Short task: Continue the forum post about Turbo Prolog heap space from the point where it stops.

Text extract:
[comp.lang.prolog] Why does my Turbo Prolog program waste heap space??

rcastelletto@lion.waterloo.edu (Ron Castelletto) (03/30/90)

Can someone out there please help me with a Prolog question??

I am using Turbo Prolog on an IBM-compatible 286 machine and I'm having 
problems understanding why certain functions do NOT return heap space
when the function returns.

For example, I am using the following two function: findPos and ndel,

when I call findPos, all heap storage is returned at the end of the call,
BUT when I call ndel, I lose a few bytes of memory (heap storage) on every 
call.  I suspect it has something to do with non-deterministic functions and/or
tail-recusive functions but I can't figure out what the conditions are for a 
functions to return its storage.


I will try to explain the 2 functions now.

% ------------------------------ findPos

findPos : does NOT lose heap memory
   parameter 1: a integer, known at time of call
             2: a list of nodes as follows (  [n(1,2), n(3,4)...n(5,2) ] ) also
                known at time of call.
             3: the second value of the node having a first value of Pos, note
                only one node will match Pos. (i.e. first value of a node in 
		the list is unique).

Ex:  findPos( 3, [ n(1,2), n(4,3), n(3,6), n(12,5)], X )
     will return X = 6.  		      (2nd clause)
     if no node matches, the call will fail.  (1st clause)

findPos(_, [], 0) :-
   fail.
findPos(Pos, [n(Pos,Cnt)|Rest], Cnt) :-
   !.
findPos(Pos, [n(Pos2,Cnt2)|Rest], Cnt) :-
   findPos(Pos, Rest, Cnt).

Data rows:

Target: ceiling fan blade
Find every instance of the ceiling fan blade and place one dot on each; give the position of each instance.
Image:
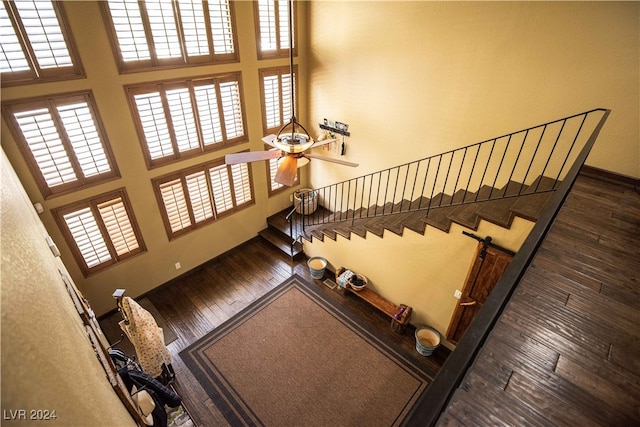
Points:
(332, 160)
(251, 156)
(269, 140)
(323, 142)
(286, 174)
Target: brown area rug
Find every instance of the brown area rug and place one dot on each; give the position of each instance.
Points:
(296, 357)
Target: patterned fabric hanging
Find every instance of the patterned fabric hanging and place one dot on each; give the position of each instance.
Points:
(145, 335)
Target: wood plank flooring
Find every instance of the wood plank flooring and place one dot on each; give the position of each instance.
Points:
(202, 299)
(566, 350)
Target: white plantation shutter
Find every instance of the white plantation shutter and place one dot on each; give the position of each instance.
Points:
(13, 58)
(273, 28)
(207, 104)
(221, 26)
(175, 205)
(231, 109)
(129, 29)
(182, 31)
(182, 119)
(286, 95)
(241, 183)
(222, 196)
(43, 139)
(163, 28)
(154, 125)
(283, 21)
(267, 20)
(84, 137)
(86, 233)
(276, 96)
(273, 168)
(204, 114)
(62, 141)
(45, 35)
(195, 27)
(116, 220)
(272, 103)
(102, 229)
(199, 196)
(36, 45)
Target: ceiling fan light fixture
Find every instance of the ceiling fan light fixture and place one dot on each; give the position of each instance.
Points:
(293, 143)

Answer to the problem:
% ------------------------- delnode

ndel : LOSES heap memory on every call

   parameter 1: a integer, known at time of call
             2: a list of nodes as follows (  [n(1,2), n(3,4)...n(5,2) ] ) also
                known at time of call.
             3: a list which is the the result of removing the node having Pos
		as the first value.

Note: the list is guaranteed to contain a node (exactly one) that should 
      be removed.

Ex:  ndel( 3, [ n(1,2), n(4,3), n(3,6), n(12,5)], X )
     will return X = [ (n(1,2), n(4,3), n(12,5)].


ndel(Posn, [n(Posn, _)|Tail], Tail ) :-
   !.
ndel(Posn, [Node|Tail], [Node|NewList] ) :-
   ndel(Posn, Tail, NewList ).

Since, both functions use tail-recursion and cuts at appropriate places, I
do not understand why one function LOSES heap storage and the other doesn't.
Does anybody know what conditions cause a function to waste heap storage??

Please reply through e-mail.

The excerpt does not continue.